**Extrait du texte:**
A real estate project is under construction in Huai'an, Jiangsu Province, China, on March 7, 2024. (Photo by Costfoto/NurPhoto) (Photo by CFOTO / NurPhoto / NurPhoto via AFP)AFP

Une croissance de 5 % en 2024 est-elle réalisable pour la Chine ?

Le gouvernement chinois table sur un taux de croissance d’ « environ 5% » dans ses projections pour 2024. La viabilité de ce chiffre fait débat. Coup d’œil sur les principaux points de vue chinois ainsi que certains avis occidentaux influents.

Lors de l’assemblée générale annuelle du Congrès national du peuple – le parlement chinois – le  Premier ministre Li Qiang a dévoilé des plans économiques pour 2024. D’un point de vue graphique, ces plans apparaissent comme une réplique de ceux de 2023, avec le même taux de croissance attendu d’environ 5 %. Mais derrière cette apparente continuité se cache une situation très différente. Ce taux de 5 % est-il atteignable dans le contexte actuel ?

Xi donne la priorité à un développement de qualité

Le président et chef du parti Xi Jinping a participé à un groupe de travail avec des délégués de la province de Jiangsu. Il a invité les délégués à se concentrer sur la priorité absolue actuelle : l’amélioration de la qualité des progrès de la Chine. Cela signifie davantage d’efforts en matière d’innovation technologique, de soutien aux industries émergentes, de plans proactifs pour développer les secteurs à fort potentiel tout en modernisant les industries plus traditionnelles.

Selon Xi, l’amélioration de la qualité du progrès chinois passe par un meilleur fonctionnement des institutions qui encadrent l’économie socialiste de marché : un marché plus efficace ; un soutien à l’innovation dans le secteur privé ; une utilisation plus efficace de la recherche, de l’éducation et des ressources humaines ; un environnement attrayant et prévisible pour les entreprises internationales ; une ouverture plus qualitative aux pays étrangers ; moins de bureaucratie et plus de créativité ; davantage d’efforts pour améliorer les conditions de travail et de vie de la population.

**Données fournies:**

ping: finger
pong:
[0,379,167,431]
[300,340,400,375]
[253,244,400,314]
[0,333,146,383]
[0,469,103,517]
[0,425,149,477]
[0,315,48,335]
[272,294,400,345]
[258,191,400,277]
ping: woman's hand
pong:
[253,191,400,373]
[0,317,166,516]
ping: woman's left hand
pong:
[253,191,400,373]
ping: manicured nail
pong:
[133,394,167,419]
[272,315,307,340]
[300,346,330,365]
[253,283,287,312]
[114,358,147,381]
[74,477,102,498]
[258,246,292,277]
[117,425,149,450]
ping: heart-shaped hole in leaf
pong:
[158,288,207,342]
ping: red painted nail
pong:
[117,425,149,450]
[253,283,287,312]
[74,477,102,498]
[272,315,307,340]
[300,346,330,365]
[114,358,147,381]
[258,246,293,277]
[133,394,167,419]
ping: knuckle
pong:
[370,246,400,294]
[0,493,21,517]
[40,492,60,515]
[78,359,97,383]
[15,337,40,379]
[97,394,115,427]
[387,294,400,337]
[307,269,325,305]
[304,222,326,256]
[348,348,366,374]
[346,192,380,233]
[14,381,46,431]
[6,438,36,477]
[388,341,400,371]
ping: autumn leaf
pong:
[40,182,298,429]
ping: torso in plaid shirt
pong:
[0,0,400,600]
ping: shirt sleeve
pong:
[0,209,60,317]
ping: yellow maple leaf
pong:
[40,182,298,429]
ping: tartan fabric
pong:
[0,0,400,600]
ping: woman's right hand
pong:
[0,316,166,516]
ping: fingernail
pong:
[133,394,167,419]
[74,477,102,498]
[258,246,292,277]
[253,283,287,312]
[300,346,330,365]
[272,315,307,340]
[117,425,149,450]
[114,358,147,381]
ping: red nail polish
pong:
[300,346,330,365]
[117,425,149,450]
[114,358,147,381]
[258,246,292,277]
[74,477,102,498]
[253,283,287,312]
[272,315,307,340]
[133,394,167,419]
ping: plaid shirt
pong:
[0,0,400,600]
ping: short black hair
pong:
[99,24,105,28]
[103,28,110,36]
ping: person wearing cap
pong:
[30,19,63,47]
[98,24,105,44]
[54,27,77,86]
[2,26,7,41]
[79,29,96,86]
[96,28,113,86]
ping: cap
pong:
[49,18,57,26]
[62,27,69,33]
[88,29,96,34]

**Tâche 1:**
Répondez à ces questions sur l'article consacré à la croissance chinoise :
(a) Quel taux de croissance le gouvernement chinois prévoit-il pour 2024 ?
(b) Qui a présenté les plans économiques pour 2024 devant le Congrès national du peuple ?
(c) Xi Jinping a participé à un groupe de travail avec des délégués de quelle province ?
**Tâche 2:** Recopiez sans rien changer le passage de l'article sur la croissance chinoise qui va de « Lors de l’assemblée » à « contexte actuel ? ».
Les entrées n'ont aucun rapport avec l'article.

**Réponse 1:**
(a) Environ 5 %.
(b) Le Premier ministre Li Qiang.
(c) La province de Jiangsu.

**Réponse 2:**
Lors de l’assemblée générale annuelle du Congrès national du peuple – le parlement chinois – le  Premier ministre Li Qiang a dévoilé des plans économiques pour 2024. D’un point de vue graphique, ces plans apparaissent comme une réplique de ceux de 2023, avec le même taux de croissance attendu d’environ 5 %. Mais derrière cette apparente continuité se cache une situation très différente. Ce taux de 5 % est-il atteignable dans le contexte actuel ?